What is required: Please write out the records again, beginning at the line that has "tag=red onion slice" and stopping after the line that has "(821, 342), (920, 422)", with the request and format lines kept unchanged and 37 added to every bounding box coordinate in the answers. Leave the pictures out.

[start]

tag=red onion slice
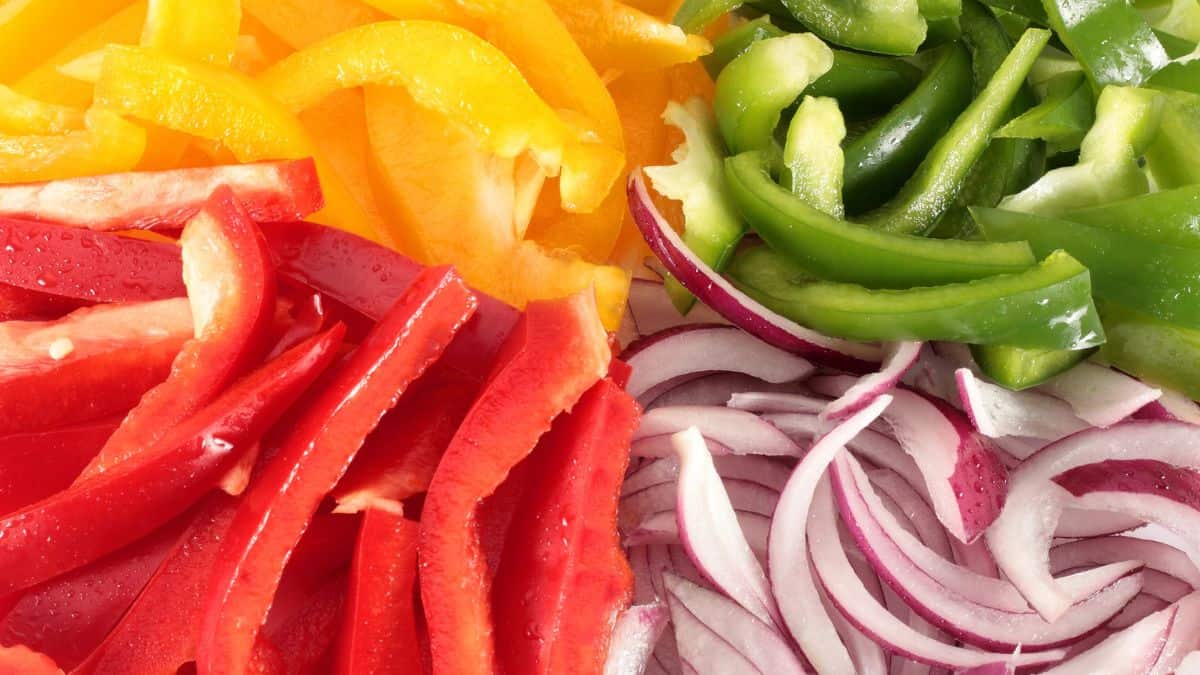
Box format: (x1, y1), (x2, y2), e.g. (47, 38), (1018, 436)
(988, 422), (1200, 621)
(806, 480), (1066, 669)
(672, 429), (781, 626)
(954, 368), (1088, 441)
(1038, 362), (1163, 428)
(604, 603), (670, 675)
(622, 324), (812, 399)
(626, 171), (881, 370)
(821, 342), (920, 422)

[end]
[start]

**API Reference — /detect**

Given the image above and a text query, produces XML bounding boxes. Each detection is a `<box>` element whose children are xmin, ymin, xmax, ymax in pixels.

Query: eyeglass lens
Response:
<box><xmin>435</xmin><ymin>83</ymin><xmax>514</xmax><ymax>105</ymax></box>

[end]

Exercise solution:
tag=red onion slice
Box format: (x1, y1), (x2, y2), e.g. (47, 38), (1018, 436)
(1025, 459), (1237, 658)
(843, 517), (1103, 706)
(709, 466), (818, 663)
(991, 405), (1125, 478)
(1075, 399), (1200, 465)
(641, 640), (707, 712)
(659, 361), (849, 436)
(663, 208), (918, 407)
(858, 379), (957, 459)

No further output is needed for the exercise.